The fact that there are creatures in this world that are so hungry for nourishment that they'll snatch life before it's fully grown - and that we are often those creatures - ought to remind us of just how fragile life is.
We take it for granted, this life that we live. This life that is all around us. Every day, we open our eyes and see a million things that are alive - the grass, the trees, the birds, the neighbors, the bugs. There's so much around us that is living that we just assume it's the default, that everything was meant to be alive.
Even if that's true, it doesn't come easy. Just think about the number of seeds in the average watermelon. Every one of them holds the promise of life, the genetic wiring for more watermelon. But it doesn't just happen. Most of the time, we pluck out the seeds and throw them in the trash (or see how far we can spit them), but our lawns and our landfills are not just teeming with watermelon plants. Millions, billions, trillions of seeds thrown away every year, and we're not overrun by wild watermelon.
It brings us back to a little parable that Jesus told. He told it about faith, we gather, but the same is true about life. Life doesn't just grow because the seed is out there; it has to be nourished.
Sometimes, it falls in a place that's not convenient, as when a bird picks it up and drops it in the middle of the flower bed. In a few weeks, maybe we start the see the vine grow, but nobody wants a watermelon in the middle of the petunias, so we weed it out like it's nothing but a nuisance. Sure, it might bear good fruit there, but it will mess up this beautiful thing we already have going. This is just not the place for watermelon.
Sometimes, it falls in a place we don't even notice it, as when a seed falls somehow in the middle of the lawn. We don't even see it start growing there, don't even recognize it. We just mow right over it while we manicure the rest of the lawn, cutting it down again and again and again until it finally just gives up without us ever knowing how close we were to having fruit right in the thick of our yard.

> _Dataset entries_

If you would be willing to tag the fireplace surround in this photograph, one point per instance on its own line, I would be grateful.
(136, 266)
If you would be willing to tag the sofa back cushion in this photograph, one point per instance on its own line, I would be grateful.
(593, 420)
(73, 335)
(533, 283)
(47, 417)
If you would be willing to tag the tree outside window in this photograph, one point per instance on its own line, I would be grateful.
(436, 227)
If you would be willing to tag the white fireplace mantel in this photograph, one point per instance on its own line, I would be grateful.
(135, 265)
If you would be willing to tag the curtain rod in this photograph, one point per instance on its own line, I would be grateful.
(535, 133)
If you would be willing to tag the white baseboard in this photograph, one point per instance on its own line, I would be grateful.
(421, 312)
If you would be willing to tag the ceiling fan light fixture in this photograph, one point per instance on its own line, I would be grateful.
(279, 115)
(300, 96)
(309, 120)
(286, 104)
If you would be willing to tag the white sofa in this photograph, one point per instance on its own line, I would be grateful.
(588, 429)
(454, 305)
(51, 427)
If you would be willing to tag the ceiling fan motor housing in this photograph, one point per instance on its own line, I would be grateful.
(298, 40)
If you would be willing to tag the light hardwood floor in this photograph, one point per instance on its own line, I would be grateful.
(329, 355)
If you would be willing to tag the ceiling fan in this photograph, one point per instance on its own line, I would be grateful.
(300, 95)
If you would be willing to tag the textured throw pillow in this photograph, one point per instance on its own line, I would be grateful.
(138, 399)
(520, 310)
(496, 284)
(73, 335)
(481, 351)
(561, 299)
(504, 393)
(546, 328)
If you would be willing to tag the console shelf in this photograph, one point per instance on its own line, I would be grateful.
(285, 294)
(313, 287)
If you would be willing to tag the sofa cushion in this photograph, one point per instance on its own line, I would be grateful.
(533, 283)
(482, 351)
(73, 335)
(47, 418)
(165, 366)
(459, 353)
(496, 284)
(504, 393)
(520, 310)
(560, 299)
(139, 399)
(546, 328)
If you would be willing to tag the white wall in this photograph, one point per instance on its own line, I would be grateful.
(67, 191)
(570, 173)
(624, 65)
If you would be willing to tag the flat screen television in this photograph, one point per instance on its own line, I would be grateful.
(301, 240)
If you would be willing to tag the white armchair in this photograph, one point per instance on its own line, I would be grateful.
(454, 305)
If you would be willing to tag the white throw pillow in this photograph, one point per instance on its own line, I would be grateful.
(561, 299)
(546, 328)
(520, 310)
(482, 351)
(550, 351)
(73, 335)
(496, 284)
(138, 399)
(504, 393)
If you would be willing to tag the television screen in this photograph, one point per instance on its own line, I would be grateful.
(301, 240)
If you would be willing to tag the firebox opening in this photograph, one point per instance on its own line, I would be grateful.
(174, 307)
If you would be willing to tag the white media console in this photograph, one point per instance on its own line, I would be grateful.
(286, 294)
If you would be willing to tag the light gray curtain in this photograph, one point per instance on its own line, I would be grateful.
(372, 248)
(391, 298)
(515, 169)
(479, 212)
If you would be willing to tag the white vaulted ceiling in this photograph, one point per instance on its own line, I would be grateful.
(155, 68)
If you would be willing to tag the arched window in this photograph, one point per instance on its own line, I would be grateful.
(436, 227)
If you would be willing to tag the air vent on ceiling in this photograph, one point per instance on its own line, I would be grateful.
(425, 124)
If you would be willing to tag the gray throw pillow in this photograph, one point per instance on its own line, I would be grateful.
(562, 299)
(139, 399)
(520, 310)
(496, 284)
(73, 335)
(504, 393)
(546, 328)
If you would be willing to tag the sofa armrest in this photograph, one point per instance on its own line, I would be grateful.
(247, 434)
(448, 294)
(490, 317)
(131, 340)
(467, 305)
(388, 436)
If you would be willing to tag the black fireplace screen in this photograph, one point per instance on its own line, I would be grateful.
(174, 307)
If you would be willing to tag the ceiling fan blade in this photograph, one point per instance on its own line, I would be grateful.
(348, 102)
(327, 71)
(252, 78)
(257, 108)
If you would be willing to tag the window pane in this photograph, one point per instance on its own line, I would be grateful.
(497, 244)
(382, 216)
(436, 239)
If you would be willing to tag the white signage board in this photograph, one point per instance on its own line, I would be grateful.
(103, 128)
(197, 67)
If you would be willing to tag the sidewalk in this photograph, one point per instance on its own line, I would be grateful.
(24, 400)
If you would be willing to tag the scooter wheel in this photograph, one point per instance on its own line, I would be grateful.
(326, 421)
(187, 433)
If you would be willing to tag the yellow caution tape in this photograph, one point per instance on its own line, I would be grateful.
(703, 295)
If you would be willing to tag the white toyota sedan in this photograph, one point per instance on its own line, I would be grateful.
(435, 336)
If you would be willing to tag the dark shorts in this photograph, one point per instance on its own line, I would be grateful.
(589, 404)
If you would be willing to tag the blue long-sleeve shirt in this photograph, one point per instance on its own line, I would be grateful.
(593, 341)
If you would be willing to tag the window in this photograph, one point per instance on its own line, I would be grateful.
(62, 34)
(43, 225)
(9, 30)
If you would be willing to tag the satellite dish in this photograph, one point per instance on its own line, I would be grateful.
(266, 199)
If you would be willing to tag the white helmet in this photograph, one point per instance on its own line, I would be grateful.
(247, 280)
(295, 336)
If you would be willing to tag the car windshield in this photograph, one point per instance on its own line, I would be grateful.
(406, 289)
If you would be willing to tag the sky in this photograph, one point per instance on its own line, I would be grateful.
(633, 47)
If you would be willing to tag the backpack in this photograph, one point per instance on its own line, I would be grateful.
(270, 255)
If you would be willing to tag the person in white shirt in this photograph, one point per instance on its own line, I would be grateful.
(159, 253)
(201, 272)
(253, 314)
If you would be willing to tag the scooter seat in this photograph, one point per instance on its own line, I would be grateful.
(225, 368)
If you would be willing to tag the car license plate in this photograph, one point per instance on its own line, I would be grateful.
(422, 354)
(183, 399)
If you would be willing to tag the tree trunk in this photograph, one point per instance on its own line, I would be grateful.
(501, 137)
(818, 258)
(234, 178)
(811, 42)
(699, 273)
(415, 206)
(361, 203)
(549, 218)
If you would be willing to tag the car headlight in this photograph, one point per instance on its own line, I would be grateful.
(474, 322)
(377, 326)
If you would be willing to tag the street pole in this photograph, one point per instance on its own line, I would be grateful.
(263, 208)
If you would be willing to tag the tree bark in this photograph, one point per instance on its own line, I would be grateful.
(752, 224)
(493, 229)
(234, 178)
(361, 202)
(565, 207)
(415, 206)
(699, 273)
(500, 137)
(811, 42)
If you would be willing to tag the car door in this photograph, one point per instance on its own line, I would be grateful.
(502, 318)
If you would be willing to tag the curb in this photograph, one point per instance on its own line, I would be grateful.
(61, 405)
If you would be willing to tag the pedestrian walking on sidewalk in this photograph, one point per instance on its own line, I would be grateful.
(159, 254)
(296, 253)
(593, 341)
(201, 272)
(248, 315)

> _What you need to do_
In the reflection on watermelon seeds, what happens to a vine that grows in the middle of the flower bed?

> _Finished exercise_
It gets weeded out like a nuisance, because nobody wants a watermelon in the middle of the petunias.